--- start Data supplied ---
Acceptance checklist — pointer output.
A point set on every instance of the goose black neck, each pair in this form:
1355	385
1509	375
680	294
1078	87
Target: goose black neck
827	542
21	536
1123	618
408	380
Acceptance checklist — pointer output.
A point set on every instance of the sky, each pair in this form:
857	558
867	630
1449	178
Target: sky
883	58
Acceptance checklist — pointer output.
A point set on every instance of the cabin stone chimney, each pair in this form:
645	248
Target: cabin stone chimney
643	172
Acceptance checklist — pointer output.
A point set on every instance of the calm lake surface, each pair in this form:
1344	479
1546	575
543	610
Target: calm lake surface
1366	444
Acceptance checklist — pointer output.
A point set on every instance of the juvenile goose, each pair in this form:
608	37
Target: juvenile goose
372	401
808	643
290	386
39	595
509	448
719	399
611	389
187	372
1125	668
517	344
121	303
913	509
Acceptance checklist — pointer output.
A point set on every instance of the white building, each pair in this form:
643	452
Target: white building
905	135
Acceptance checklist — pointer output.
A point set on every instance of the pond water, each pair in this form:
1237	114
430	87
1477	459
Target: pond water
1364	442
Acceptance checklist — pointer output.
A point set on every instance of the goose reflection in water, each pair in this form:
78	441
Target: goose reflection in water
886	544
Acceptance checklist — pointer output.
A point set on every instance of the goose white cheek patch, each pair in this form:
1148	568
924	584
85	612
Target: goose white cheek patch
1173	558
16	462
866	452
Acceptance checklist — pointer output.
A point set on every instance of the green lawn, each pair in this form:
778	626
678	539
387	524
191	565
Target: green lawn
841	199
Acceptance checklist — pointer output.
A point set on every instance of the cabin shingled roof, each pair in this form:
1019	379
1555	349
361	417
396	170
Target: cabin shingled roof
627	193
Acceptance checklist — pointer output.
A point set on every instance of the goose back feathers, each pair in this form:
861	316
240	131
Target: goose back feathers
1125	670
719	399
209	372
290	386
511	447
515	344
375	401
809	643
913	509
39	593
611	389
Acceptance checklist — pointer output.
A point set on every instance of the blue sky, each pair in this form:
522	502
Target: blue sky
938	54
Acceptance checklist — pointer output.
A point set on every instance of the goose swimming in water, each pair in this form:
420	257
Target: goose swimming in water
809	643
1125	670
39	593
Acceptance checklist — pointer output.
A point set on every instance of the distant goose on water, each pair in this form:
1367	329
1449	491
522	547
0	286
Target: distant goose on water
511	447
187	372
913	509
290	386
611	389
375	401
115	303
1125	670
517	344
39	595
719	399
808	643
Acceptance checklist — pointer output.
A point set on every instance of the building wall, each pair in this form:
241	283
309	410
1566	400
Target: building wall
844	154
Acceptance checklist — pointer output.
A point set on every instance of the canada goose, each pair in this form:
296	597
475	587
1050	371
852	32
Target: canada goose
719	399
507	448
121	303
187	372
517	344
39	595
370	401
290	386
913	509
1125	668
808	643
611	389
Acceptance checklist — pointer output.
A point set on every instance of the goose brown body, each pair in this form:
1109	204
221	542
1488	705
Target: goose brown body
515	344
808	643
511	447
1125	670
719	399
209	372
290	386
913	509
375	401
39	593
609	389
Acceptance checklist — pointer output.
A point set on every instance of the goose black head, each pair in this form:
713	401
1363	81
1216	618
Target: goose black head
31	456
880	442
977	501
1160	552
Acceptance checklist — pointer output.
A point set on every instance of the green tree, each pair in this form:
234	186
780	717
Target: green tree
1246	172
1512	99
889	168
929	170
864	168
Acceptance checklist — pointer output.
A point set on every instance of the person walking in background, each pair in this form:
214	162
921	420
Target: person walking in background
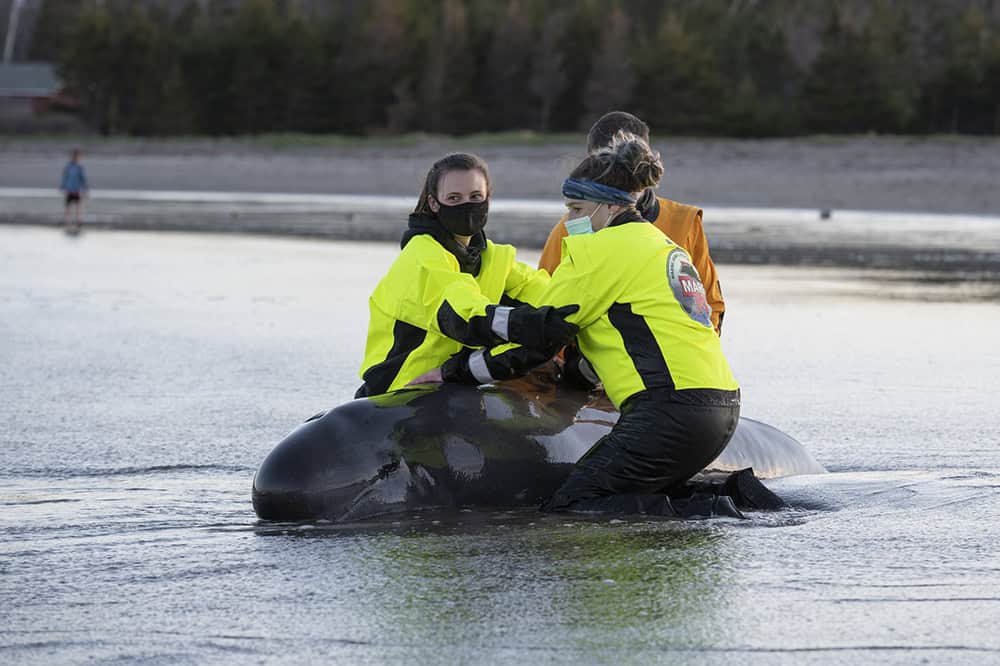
680	222
74	187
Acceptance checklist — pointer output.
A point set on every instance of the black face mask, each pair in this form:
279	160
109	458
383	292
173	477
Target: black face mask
466	219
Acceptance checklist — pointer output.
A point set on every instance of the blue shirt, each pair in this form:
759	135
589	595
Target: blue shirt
74	178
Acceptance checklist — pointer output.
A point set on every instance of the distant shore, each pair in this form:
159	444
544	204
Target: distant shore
780	185
927	174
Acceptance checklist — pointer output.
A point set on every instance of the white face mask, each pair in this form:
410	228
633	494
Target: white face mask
582	225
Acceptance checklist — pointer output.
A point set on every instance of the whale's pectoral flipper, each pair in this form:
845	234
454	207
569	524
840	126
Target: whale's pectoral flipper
743	487
696	505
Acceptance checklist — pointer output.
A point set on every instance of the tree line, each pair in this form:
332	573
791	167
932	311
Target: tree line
706	67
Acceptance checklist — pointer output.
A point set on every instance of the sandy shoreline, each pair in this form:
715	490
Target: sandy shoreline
926	175
933	174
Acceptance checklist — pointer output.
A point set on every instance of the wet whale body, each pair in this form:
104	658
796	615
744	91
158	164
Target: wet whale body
505	445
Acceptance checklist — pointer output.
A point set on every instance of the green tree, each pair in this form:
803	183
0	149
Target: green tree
847	89
683	91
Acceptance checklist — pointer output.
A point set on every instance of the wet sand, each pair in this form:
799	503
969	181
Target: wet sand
916	176
934	174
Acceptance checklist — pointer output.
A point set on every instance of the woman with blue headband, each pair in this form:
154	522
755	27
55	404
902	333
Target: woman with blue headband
645	333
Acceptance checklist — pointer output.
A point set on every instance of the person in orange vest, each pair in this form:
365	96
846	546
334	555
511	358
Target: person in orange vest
680	222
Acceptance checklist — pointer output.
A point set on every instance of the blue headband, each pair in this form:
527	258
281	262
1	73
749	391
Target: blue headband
577	188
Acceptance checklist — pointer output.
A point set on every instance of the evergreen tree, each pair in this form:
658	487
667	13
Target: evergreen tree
612	79
507	69
548	79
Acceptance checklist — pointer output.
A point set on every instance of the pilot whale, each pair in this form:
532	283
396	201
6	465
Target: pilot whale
504	445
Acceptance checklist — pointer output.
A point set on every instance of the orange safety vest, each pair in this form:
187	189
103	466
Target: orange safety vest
682	224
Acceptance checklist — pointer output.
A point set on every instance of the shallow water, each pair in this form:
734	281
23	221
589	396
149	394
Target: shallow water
143	377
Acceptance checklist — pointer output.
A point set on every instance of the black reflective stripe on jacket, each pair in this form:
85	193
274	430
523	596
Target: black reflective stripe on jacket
405	339
641	346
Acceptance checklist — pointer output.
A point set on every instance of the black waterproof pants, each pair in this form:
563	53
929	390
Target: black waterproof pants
661	440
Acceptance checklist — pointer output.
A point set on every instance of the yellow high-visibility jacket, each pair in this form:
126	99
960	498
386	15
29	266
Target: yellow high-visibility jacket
644	319
682	224
426	309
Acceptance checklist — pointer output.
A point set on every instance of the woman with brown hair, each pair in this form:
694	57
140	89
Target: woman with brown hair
451	292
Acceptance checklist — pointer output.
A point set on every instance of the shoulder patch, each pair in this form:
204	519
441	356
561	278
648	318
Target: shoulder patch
687	287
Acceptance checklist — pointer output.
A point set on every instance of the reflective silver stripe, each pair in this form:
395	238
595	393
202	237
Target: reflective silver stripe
500	325
477	366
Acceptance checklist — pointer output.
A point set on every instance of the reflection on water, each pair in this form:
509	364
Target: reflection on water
144	377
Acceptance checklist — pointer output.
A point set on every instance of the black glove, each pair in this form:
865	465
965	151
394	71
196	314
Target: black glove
542	328
456	369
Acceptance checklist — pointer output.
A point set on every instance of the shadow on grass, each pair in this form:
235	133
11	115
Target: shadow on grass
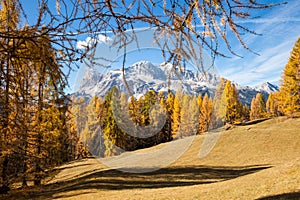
290	196
111	179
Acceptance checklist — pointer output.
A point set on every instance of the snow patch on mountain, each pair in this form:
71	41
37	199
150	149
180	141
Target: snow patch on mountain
144	75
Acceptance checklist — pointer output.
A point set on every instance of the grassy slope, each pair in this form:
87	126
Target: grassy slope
248	162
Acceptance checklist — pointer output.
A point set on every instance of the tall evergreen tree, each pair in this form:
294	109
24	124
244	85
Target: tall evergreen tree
206	111
176	115
258	107
230	97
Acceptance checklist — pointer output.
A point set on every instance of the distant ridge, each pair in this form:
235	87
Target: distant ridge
144	75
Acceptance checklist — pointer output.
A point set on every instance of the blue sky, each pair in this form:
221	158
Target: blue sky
280	28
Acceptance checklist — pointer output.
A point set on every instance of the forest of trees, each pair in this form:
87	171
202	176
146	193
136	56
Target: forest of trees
40	127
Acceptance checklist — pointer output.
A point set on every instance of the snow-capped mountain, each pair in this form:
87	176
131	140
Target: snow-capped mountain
143	76
267	87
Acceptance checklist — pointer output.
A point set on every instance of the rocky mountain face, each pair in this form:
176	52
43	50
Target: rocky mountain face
143	76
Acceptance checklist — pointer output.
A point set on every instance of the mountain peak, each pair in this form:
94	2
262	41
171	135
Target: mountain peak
144	75
267	87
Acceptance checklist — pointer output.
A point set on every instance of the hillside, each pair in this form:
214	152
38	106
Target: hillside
248	162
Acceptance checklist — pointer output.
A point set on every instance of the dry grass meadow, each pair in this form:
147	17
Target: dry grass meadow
258	161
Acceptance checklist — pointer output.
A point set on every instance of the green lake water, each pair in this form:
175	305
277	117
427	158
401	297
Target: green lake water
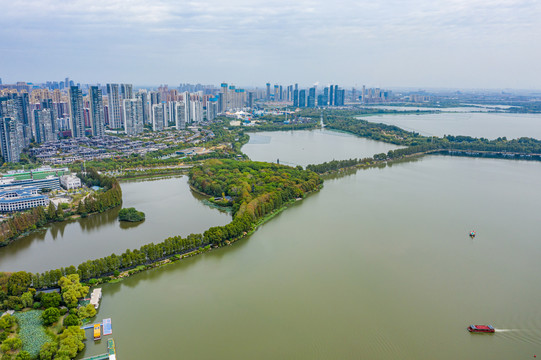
377	265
--- end Data supplied ---
» **What this task involves**
Which lines in the items above contain the string "patch"? Pick out and copy every one of them, counting only matches with the same uppercase and lowercase letters.

» **Solved problem**
A point set on every instance of the goose white cheek patch, each pair in this form:
Target: goose white cheek patch
A point set on every instance of the shoulder patch, each pair in this form:
Target: shoulder patch
A point set on every instance of the snow patch on mountain, each pair in this form:
Target: snow patch on mountain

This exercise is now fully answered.